• [TASK 1] Decide whether each statement agrees with the childhood baseball recollection, answering yes or no and quoting the deciding words: (a) The father had played baseball at some level. (b) The father came home with a catcher's mask. (c) An old Sears catalog was one of the ways the children learned about America.
• [TASK 2] Carry the childhood baseball recollection further, starting after its final sentence.

• [DOCUMENT SECTION]

-------------------------

He finally arrived to impatient children racing to the door to greet him — partly to express that we missed him, mostly to thank him in advance for the presents. I was ready to eat some candy. Hopefully, he had bought the right ones. But instead of the usual medium-sized paper bag, he was carrying a wooden baseball bat skewering a baseball glove in one hand and a catcher’s mask in the other. Big toys jackpot!

I had seen baseball on TV, even been to a KBO (Korean Baseball Organization) League game (a wild story for another time). One of the annoying ADHD things I did as a kid was trying to get people to play catch with me. Small fruit, rolled-up paper, matchbooks — anything deemed worthy of a sesh.
After messing with the mask (of course) and doing weird kid things with the bat, I tried on the glove. My father told me to use my right hand to squeeze the webbing and catch the ball with both hands. He wasn’t a baseball player at any level. Baseball hadn’t been a priority during his childhood after the Korean Civil War. His parents were preoccupied with playing find-some-food-ball. But his baseball instincts were right.
He threw me a ball in our apartment living room a few times. We had to go outside. I don’t remember if the drizzle had stopped, nor if the sun had come out, but what I do remember is my father throwing the ball from 200-plus feet away and me catching the first ball ever thrown to me (using both hands). (There is no evidential record of the distance thrown, so this story will remain 200 feet until disproven.)

A year or so later, my father came home late from work one night, tipsy — a celebratory beer buzz. He announced that we were moving to America. For my sister and me, America was a mythical place where kids could have everything they ever wanted. We knew all about it from watching dubbed episodes of Dukes of Hazzard or Dallas, and reading an old Sears catalog someone had given us. Star Wars toys were on the back cover. The inner back cover had the train set. Flip a few pages left — Barbie. A few more — kitchen playsets.

-------------------------

• [SUPPLIED INFORMATION]
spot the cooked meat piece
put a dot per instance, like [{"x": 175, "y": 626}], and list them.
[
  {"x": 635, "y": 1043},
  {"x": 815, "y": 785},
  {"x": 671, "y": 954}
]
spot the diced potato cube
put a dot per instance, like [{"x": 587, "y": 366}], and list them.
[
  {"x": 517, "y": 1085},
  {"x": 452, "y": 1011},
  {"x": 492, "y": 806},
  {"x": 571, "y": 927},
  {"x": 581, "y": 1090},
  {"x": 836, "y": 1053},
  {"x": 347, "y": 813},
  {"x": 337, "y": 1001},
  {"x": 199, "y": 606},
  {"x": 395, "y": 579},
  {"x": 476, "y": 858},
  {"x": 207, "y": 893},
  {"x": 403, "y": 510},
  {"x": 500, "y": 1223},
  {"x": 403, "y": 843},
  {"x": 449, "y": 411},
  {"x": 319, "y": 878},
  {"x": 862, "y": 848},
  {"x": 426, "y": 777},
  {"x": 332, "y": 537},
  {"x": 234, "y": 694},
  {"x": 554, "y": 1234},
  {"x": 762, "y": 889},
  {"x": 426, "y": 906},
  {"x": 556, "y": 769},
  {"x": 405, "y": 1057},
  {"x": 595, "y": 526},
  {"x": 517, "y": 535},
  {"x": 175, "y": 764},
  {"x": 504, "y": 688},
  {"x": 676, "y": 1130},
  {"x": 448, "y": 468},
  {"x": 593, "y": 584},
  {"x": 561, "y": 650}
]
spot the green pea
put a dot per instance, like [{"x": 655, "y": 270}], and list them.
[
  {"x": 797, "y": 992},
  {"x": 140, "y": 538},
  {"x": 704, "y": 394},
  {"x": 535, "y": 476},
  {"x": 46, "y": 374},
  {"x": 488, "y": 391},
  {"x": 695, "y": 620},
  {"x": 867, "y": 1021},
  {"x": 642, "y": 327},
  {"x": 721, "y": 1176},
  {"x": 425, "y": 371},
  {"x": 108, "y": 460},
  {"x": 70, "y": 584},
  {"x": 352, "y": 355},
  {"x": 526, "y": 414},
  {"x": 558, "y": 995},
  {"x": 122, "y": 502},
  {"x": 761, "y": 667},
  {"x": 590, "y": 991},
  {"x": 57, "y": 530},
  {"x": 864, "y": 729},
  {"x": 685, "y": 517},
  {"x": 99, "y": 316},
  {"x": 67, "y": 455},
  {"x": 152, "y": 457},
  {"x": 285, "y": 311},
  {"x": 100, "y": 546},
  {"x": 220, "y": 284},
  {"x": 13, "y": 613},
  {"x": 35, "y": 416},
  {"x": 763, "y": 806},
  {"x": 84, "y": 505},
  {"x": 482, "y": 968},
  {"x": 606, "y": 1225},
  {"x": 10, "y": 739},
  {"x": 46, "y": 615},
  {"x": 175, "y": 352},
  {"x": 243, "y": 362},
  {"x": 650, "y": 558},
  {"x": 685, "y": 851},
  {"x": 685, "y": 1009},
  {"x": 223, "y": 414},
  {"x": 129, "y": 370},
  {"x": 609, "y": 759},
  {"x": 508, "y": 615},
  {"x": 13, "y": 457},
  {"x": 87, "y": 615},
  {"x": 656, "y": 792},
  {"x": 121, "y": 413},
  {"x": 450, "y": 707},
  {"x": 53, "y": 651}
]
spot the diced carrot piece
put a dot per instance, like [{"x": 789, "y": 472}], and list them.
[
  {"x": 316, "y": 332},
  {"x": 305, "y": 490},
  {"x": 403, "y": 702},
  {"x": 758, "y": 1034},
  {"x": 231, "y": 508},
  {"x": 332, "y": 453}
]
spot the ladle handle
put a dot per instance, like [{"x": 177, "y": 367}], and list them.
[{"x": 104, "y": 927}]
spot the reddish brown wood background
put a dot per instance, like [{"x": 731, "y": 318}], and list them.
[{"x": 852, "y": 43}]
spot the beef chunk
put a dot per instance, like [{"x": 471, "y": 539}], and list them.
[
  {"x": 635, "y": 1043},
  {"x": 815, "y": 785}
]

-------------------------

• [EXPECTED ANSWER 1]
(a) No: "He wasn’t a baseball player at any level."
(b) Yes: "a catcher’s mask in the other"
(c) Yes: "reading an old Sears catalog someone had given us"

• [EXPECTED ANSWER 2]
My father bought me a lot of toys — all the things he didn’t have in his post-war childhood. I loved them all. I was told we would not be taking anything but clothes — not even the trophy I had won for a kindergarten art contest (my proudest accomplishment to date). Not a good day. I did manage to convince them to take my catcher’s mask and glove. The bat did not make the cut. I wore my Korea national team baseball uniform on our flight to America. (I also had really bad pinkeye — another story for another time.)
Fast-forward a year later — I was still adjusting to a new life in Williamsburg, Virginia. McDonald’s was great and bananas were cheap (immigrant Koreans reading this will know), but not speaking the language where you live is a giant pain in the ass, especially when it comes to friendships. It didn’t help that my sister and I were the only Asian kids in the school — nor that we were the only Asians our classmates had ever been exposed to, outside of Sunday morning VHF kung fu movies. Juvenile racism is like adult racism, just less subtle. All Asians were apparently kung fu fighters named “Ching-Chong” who periodically needed to be reminded that their eyes were slanted — in case we forgot. (When sushi started entering America 10 years later, subtlety was obliterated.)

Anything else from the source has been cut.